[Saved data entries]
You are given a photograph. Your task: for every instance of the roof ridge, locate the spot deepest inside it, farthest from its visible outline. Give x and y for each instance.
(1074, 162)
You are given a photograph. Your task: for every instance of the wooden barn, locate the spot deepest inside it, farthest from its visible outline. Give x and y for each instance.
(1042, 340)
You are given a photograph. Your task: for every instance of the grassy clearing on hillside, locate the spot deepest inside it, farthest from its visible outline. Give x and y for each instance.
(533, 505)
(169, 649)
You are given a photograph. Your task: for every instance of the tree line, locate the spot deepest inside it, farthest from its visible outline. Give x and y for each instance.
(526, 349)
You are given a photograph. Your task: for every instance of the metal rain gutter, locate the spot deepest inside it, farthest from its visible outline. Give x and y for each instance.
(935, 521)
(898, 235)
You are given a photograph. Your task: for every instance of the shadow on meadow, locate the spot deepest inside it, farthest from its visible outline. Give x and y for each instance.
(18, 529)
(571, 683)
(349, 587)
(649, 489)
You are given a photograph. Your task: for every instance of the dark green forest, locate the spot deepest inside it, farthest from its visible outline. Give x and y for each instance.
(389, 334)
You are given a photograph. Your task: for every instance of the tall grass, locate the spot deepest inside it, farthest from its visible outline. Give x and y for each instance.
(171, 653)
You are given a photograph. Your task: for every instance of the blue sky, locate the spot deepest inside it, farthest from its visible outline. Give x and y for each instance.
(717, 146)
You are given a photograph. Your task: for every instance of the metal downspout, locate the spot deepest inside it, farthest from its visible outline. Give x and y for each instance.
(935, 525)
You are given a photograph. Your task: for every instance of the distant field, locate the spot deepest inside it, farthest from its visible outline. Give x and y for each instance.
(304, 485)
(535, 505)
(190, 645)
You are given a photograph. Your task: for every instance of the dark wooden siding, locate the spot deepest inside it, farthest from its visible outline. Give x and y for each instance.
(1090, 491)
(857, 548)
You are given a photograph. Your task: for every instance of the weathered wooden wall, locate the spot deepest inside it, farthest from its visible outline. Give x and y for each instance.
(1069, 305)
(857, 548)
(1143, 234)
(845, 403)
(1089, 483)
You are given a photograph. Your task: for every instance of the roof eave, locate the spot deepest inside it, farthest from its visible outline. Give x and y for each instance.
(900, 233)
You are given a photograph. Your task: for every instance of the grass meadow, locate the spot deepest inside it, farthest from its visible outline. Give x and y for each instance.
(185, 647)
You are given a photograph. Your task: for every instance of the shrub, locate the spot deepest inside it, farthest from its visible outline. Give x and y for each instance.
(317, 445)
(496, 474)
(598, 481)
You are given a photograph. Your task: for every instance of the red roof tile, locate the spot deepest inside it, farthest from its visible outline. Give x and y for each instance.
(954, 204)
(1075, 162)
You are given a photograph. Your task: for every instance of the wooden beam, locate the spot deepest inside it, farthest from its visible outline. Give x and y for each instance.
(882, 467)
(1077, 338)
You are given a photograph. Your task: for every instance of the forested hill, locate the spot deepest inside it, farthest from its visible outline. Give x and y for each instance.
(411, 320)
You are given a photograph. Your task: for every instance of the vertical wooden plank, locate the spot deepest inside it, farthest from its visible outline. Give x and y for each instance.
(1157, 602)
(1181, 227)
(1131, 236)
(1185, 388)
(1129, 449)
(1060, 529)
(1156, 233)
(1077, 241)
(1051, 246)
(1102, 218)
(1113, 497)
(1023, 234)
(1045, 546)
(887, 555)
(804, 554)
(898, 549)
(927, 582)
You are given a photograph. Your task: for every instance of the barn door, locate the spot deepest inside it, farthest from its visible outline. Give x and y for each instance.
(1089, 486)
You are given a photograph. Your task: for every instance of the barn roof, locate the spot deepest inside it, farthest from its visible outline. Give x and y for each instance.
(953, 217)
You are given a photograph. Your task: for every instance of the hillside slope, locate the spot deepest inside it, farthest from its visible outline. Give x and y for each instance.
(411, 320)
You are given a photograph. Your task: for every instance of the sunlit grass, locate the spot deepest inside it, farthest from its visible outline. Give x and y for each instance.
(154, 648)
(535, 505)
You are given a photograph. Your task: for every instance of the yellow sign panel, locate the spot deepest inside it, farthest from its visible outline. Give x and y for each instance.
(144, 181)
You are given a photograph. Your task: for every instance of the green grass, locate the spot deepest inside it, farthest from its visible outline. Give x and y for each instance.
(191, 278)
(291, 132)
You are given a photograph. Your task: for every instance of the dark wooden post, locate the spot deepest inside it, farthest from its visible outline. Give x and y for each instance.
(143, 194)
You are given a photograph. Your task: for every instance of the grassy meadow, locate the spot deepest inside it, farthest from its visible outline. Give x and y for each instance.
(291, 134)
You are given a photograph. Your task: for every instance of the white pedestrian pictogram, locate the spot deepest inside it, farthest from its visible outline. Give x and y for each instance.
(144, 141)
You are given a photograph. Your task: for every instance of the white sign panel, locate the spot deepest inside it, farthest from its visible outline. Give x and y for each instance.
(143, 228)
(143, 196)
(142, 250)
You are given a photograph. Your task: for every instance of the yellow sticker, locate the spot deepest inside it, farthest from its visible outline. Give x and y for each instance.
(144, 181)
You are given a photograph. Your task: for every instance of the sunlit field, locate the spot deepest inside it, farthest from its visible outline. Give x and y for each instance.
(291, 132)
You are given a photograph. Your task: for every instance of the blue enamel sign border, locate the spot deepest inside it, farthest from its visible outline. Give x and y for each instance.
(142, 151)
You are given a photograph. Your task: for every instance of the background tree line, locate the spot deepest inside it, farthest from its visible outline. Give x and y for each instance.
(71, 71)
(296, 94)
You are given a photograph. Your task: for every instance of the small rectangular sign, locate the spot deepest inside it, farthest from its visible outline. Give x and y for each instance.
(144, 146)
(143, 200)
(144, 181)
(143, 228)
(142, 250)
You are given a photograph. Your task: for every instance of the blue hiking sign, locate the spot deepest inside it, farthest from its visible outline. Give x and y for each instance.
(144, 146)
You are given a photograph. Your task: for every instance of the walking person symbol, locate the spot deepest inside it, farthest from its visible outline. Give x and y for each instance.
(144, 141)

:: WHAT YOU ARE ASKED TO DO ::
Write out the whole listing again. Match it word for word.

:: REPLY ::
You are given a photograph. Your task: for every instance of the roof ridge, locate the spot deepest inside it, farthest from its visible outline. Give x and y for each instance.
(1074, 162)
You are given a photograph. Your task: for every instance of the wooden barn, locate the spot deepest inside it, farthest from its visible outline. Give x and y for each instance.
(1042, 340)
You are given a photograph. Your task: for every instance of the grassy clearing on hillside, locate the spot deepest inside it, farthest from its visible outline. Give x and y for each instance.
(533, 505)
(169, 649)
You are given a photograph. Your task: for every instance of the tree line, locate the spot deepest inside it, farthest from its visible outline. Give x and y for each instance.
(526, 349)
You are given a photograph. Your task: for every instance of the metal rain gutter, locate the spot deepest inside it, farthest from its visible outline. Give x and y for each instance.
(935, 521)
(898, 235)
You are given a photograph. Your task: for every instance of the shadow on meadow, locate the spot deepest inside it, farthest from its visible outline. Give x and y for each instance.
(18, 529)
(571, 683)
(349, 587)
(649, 489)
You are given a photograph. Your task: for every instance of the dark green forest, locate the spot deepest inside it, farthest from its visible outline. Give x and y for each instance.
(389, 334)
You are given a photograph. Your task: for every instance of the tall grass, locate the spot deepest inside it, farthest from its visible outline. Give x and y for each instance.
(171, 653)
You are given a photograph. Your task: for every instance of the blue sky, locate the spot deepest inside it, farthest from its visible outline. Give x and y for each instance.
(717, 146)
You are given a photograph. Your task: for every instance of the metal downspout, locate the spot deepest inside it, farthest from its visible outline. Give x and y for each instance.
(935, 525)
You are given a photograph. Your task: for every instance of the distant field, locate the spot deepest inside it, farthest from its visible outline. Give x and y for each instance.
(304, 485)
(535, 505)
(190, 645)
You are given a photograph. Your task: for every instance of the dark wooden siding, locate the spot deepest inside it, farthest from its visible outline. Give x and y for each instance.
(1090, 491)
(857, 548)
You are given a photograph. Your task: for every instance of the weathered wooden wall, locate the spot deepest inside it, farthest from its visible outline. Give x and y for each instance.
(1069, 305)
(857, 548)
(1143, 234)
(845, 403)
(1089, 483)
You are given a photograph. Your task: for every instance of the roof eave, locate the spot deepest inside it, farthest from its visible outline. Give x and y for each instance.
(900, 233)
You are given a photograph. Your task: for every instance of the grass meadow, locate the spot deepest inside it, farthest from its visible outline. Give x and y for each instance.
(185, 647)
You are given a photograph. Your task: for every instance of the shrub, locate the spot deepest inside it, farthest from its visible outline. Give x and y for each instance.
(317, 445)
(496, 474)
(598, 481)
You are given a photograph. Your task: for every instance of the red roof tile, locate the spot deepest inside it, farthest from its visible outline. Give x and y for each instance.
(954, 204)
(1075, 162)
You are given a photograph. Your task: for every instance of the wooden beam, locate the spot deepest inside it, farthest from its visible outline. Give x and y for each instance.
(882, 467)
(1077, 338)
You are given a photograph. Your task: for every instance of the forested hill, locate the spot deepest inside it, farthest from its visible outline. Give x and y for each instance.
(411, 320)
You are given a photograph. Your task: for every instance of the vertical wooden plank, locate the spot deepest inside it, farthest from its visible outline. Give x and y for each instance.
(1157, 602)
(1181, 227)
(1131, 236)
(1185, 388)
(1129, 449)
(1060, 529)
(1156, 233)
(1077, 241)
(1051, 246)
(1102, 218)
(1113, 497)
(1023, 234)
(1045, 546)
(887, 555)
(804, 554)
(898, 549)
(927, 582)
You are given a photograph. Your task: for every instance of the barn door, locate the spot deepest inside it, farthest from its visible outline. Give x and y for each instance.
(1089, 486)
You are given a photograph. Your task: for every instance of the barn roof, locate the spot deepest inside it, farthest from its visible outline. Give x and y for each instance.
(953, 217)
You are given a photograph. Your task: for every instance of the hillside slope, locate the spot deepest inside it, farthest from its visible outline. Give x and y for each instance.
(411, 320)
You are given a photograph. Your task: for every instance of the sunlit grass, locate the spot deepest inside it, farthest from its visible outline. Give x and y for each instance.
(154, 648)
(535, 505)
You are given a photograph. Your task: for every instance of the yellow sign panel, locate the spot deepest inside it, farthest from its visible outline. Give x and y for each instance.
(144, 181)
You are given a photograph. Your task: for every instance of the green grass, locate the spot deepest inside it, farthest from its visible outline. Give x and y for each instance.
(191, 278)
(291, 132)
You are given a photograph. Your task: for every instance of the dark wooden post, locate the spot deepest inside it, farthest from its visible outline. Give x and y for each instance.
(143, 194)
You are given a photograph. Your task: for every instance of the grassy meadow, locate the spot deepest inside it, farthest from its visible outline. Give x and y for each instance.
(291, 134)
You are given a photograph. Your task: for every instance of the white pedestrian pictogram, locate the spot deepest inside it, farthest from its visible outline. Give x and y for each instance.
(144, 141)
You are given a photograph. Your task: for every instance of the white sign panel, locate the spot deepest inside it, farthest from its visible outline. Give x and y for each instance.
(143, 228)
(143, 196)
(142, 250)
You are given a photograph. Your task: for every instance of the yellow sticker, locate the spot deepest inside it, farthest from its visible outline. Give x and y for each instance.
(144, 181)
You are given a photograph. Your task: for every instance of the sunlit field, locate the spot deepest inside it, farthest from its visible outline. Give x and y for each instance.
(291, 132)
You are given a photograph. Your task: for every instance of the blue enamel sign border, locate the spot deepest inside it, farthest from its visible outline. Give x and y for each instance.
(142, 151)
You are given a photograph. Your task: for every instance of the background tree line, locate the spot deepest inside it, farthest from its visible outline. Give x and y for each instance.
(71, 71)
(296, 94)
You are given a photograph. Your task: for every instance of the small rectangular sign, locate the spot deepest inside it, farthest from its visible outline. Give x and y for each instance.
(144, 146)
(143, 200)
(144, 181)
(143, 228)
(142, 250)
You are given a photograph. Your task: for every instance of the blue hiking sign, locate the spot deepest inside it, farthest from its visible outline. Give x and y for each instance.
(144, 146)
You are given a photograph. Your task: for every instance of the walking person symbol, locate the spot deepest inside it, farthest from its visible outline. Give x and y for each instance.
(144, 141)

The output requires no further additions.